Your task | Where a line looks odd, keep it as it is and transcribe all the material.

Provided data |
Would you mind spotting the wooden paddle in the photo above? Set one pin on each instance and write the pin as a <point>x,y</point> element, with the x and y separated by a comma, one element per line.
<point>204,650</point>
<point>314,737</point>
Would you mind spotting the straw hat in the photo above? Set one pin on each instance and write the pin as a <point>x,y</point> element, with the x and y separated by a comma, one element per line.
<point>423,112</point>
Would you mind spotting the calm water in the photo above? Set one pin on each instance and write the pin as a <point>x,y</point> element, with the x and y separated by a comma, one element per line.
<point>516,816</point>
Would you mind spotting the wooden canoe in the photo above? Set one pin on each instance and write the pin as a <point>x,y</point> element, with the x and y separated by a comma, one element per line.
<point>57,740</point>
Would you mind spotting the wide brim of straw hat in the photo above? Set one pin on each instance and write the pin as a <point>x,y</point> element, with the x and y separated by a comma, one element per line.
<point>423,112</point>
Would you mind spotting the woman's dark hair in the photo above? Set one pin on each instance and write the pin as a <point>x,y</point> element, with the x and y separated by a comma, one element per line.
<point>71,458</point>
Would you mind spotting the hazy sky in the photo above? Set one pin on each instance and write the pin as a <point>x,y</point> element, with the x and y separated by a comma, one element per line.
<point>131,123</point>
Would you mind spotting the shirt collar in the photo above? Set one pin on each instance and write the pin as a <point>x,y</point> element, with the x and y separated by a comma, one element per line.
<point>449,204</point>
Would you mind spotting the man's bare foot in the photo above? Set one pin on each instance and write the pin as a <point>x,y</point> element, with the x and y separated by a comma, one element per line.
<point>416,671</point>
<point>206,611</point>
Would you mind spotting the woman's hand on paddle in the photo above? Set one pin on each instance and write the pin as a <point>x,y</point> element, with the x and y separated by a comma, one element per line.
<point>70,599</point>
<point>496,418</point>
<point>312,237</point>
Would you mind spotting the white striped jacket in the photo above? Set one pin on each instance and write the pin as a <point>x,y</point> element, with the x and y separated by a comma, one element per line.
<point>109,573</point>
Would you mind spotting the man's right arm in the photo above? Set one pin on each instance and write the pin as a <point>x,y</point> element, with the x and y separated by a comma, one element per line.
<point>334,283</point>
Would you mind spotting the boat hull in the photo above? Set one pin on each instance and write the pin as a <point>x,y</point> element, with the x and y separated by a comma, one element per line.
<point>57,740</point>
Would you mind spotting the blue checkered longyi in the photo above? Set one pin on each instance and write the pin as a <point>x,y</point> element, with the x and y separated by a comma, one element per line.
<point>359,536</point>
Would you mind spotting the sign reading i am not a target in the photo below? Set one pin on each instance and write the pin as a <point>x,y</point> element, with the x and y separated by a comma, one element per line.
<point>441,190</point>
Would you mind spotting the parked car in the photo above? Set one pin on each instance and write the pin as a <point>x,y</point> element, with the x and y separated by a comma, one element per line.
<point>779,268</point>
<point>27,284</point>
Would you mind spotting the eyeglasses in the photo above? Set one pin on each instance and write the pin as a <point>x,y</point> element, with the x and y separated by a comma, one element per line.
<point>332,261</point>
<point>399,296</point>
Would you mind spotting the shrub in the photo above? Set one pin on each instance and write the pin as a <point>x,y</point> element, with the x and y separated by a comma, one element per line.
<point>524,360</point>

Response to this task |
Would you mind spotting the wooden paddle in the photo above? Set one pin on each instance and write the pin as a <point>x,y</point> element, with the x and y separated by a comma, one element per line.
<point>204,650</point>
<point>314,737</point>
Would you mind spotting the straw hat in the photo above? Set one pin on each instance and write the pin as a <point>x,y</point> element, with the x and y separated by a comma, one element per line.
<point>423,112</point>
Would you mind spotting the calm water in the photo above? Set one pin on each instance and write the pin as a <point>x,y</point> element, with the x and y separated by a comma, one element per line.
<point>516,816</point>
Would you mind spotting the wooden canoe in the photo above? Set one pin on each instance and write the pin as a <point>x,y</point> element, with the x and y separated by a comma, one element per line.
<point>57,740</point>
Would you mind spotting the wide brim of straw hat in the photo above? Set one pin on each instance and write the pin as a <point>x,y</point> element, with the x and y separated by a comma, one element per line.
<point>423,112</point>
Would you mind spotting the woman's dark hair in the photo above? Set one pin on each instance and write the pin as a <point>x,y</point> element, with the x and y separated by a comma, one element per line.
<point>71,458</point>
Would you mind spotting the hazy sky in the photo above? Set one pin on each instance and write the pin as a <point>x,y</point> element, with the x and y separated by a comma, one element per line.
<point>131,123</point>
Would you mind spotting the shirt collar in the photo above? Set one pin on each instance and write the pin as a <point>x,y</point> element, with the x and y separated by a comma, one element per line.
<point>449,204</point>
Would you mind spotting the man's bare foot in the photo above? Set one pin on each instance and write the pin as a <point>x,y</point> element, with the x and y separated by a comma, one element per line.
<point>416,671</point>
<point>206,611</point>
Would you mind spotting the woman's hand on paddle in the photo above? Set one pin on each instance and write the pin as a <point>x,y</point> element, with the x and y separated by a comma, one element per line.
<point>70,599</point>
<point>496,418</point>
<point>312,237</point>
Would you mind spotting the white striped jacket in the photo above? Set one pin on each instance and write the pin as a <point>x,y</point> element, with the x and y separated by a comma, one element per line.
<point>109,573</point>
Would you mind spotting the man's right arm in the photo above? Set one pin on each instance and write the pin as a <point>x,y</point> element, with the x and y separated by a comma, one element per line.
<point>334,283</point>
Would you mind spotting the boat hull in the photo above? Set one pin on each instance and write the pin as a <point>x,y</point> element, with the x and y separated by a comma, one element per line.
<point>57,740</point>
Would you mind spotting the blue checkered longyi in the photo above? Set one pin on each instance and write the pin as a <point>x,y</point> element, with the x and y separated by a comma, one element per line.
<point>359,536</point>
Would you mind spotting the sign reading i am not a target in the photo below? Set one pin on each instance and write the pin as a <point>x,y</point> element, with the x and y separated by a comma, one element per line.
<point>441,190</point>
Would you mind spotting the parked car in the photo above? Set one pin on each instance and write the pin as a <point>x,y</point> element, with the x and y separated by a comma, one element per line.
<point>779,268</point>
<point>27,284</point>
Would you mind spotting the eyeglasses in the photo above? Set one pin on each instance and write the pin as a <point>x,y</point> element, with the x and y separated by a comma, one element per line.
<point>332,261</point>
<point>399,296</point>
Would you mind spotting the shrub in the photo above? Set one pin on each instance and write the pin as a <point>x,y</point> element, with the x and y separated by a comma, one element per line.
<point>524,360</point>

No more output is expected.